• _LESETEXT_
::::::::
Montessori geht davon aus, dass jedes Kind über einen ‚inneren Bauplan’ seiner Seele und über vorbestimmte Richtlinien für seine Entwicklung verfügt (vgl. ebd.). Im Kind ist die Kraft vorhanden, diesen Bauplan zu verwirklichen, indem es sich aktiv mit seiner Umwelt auseinandersetzt. Die zeitliche Umsetzung dieses Bauplans kann individuell sehr unterschiedlich sein. Ein unzeitgemäßes Eingreifen von Erwachsenen in diesen Aufbauprozess kann nach Maria Montessori (1987) die Verwirklichung dieses Bauplanes jedoch unmöglich machen oder zumindest behindern.
Die Phase von 0. bis zum 6. Lebensjahr charakterisiert Maria Montessori als schöpferische und konstruktive Periode. Im erste Kindheitsstadium treten typische Sensibilitäten in drei spezifischen Empfänglichkeiten auf:
1. Die Sensibilität für die physische und psychischen Bewegung. Sie lässt sich durch die Entwicklung der Hand, des Gleichgewichts und des Laufens charakterisieren (HOLTSTIEGE 1994, S. 75).
::::::::
• _DATEN_
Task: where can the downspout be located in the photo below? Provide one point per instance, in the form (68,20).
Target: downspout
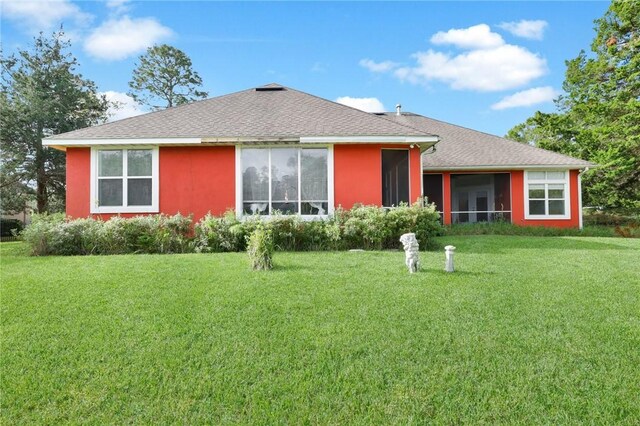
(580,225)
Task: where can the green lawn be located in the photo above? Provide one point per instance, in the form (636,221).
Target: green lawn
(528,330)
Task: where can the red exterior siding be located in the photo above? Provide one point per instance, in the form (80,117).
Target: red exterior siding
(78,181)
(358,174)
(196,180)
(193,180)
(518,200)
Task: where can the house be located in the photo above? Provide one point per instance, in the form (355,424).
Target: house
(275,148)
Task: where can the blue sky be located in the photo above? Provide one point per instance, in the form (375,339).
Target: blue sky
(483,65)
::::::::
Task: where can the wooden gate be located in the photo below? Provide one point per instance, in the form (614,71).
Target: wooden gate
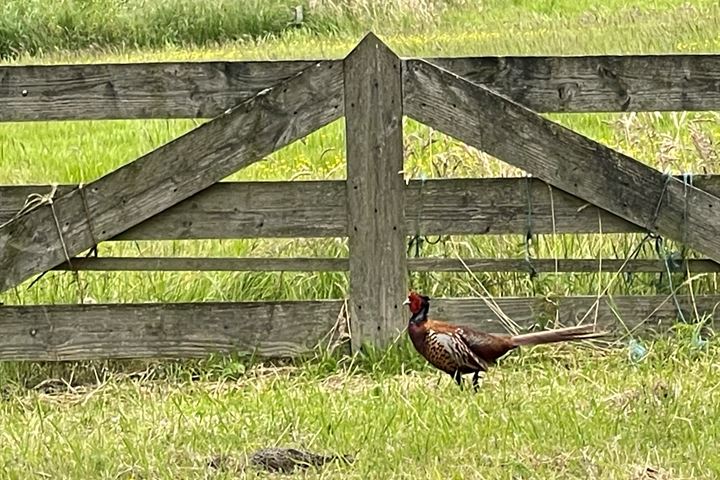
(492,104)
::::::::
• _BITTE BEARBEITEN_
**a)** Warum sollen Erwachsene laut dem Lesetext nicht zur falschen Zeit in den Aufbauprozess des Kindes eingreifen? Antworte in ein bis drei Sätzen.
**b)** Setze den Lesetext über Montessoris Sicht auf die frühe Kindheit nach seinem letzten Satz fort.
Die Einträge haben mit dem Lesetext nichts zu tun.

• _ALS ANTWORT_
**a)** Nach Maria Montessori kann ein unzeitgemäßes Eingreifen von Erwachsenen die Verwirklichung des inneren Bauplans des Kindes unmöglich machen oder zumindest behindern.

**b)**
2. Die kindliche Empfänglichkeit für Ordnung unterscheidet sich grundlegend vom Ordnungsverständnis der Erwachsenen.[43]
3. Das Kind absorbiert die Sprache durch die unbewusste Aktivität der Intelligenz. Hierbei steht die Sensibilität der Sprache im besonderen Zusammenhang mit dem Gehörsinn (HOLTSTIEGE 1994, S. 76).
Das zweite Kindheitsstadium vom 6. bis zum 12. Lebensjahr zeichnet sich durch das „Dominieren der moralischen Sensibilität - Was ist gut, was ist böse?“ (HOLTSTIEGE 1994, S. 78) aus. Damit wird die Grundlage für die moralische Orientierung des Erwachsenen gelegt. In diesem Alter ist das Kind besonders empfänglich für den Aufbau sozialer Beziehungen. Es erlangt umfangreichere Erfahrungen und eine umfangreichere Unabhängigkeit von der Familie. Das Kind geht vom Konkreten zum Abstrakten über. Ein ungeheuerer Wissensdurst und Forscherdrang prägen diese Phase. Es benötigt Anregung und wünscht die Wirkungszusammenhänge zu kennen, die wissenschaftliche und soziale Fakten haben: im Jugendalter, so Maria Montessori, dominiert die Sensibilität für "Gerechtigkeit und (...) einen tiefen Sinn für persönliche Würde" (MONTESSORI 1987, S. 131 - 132).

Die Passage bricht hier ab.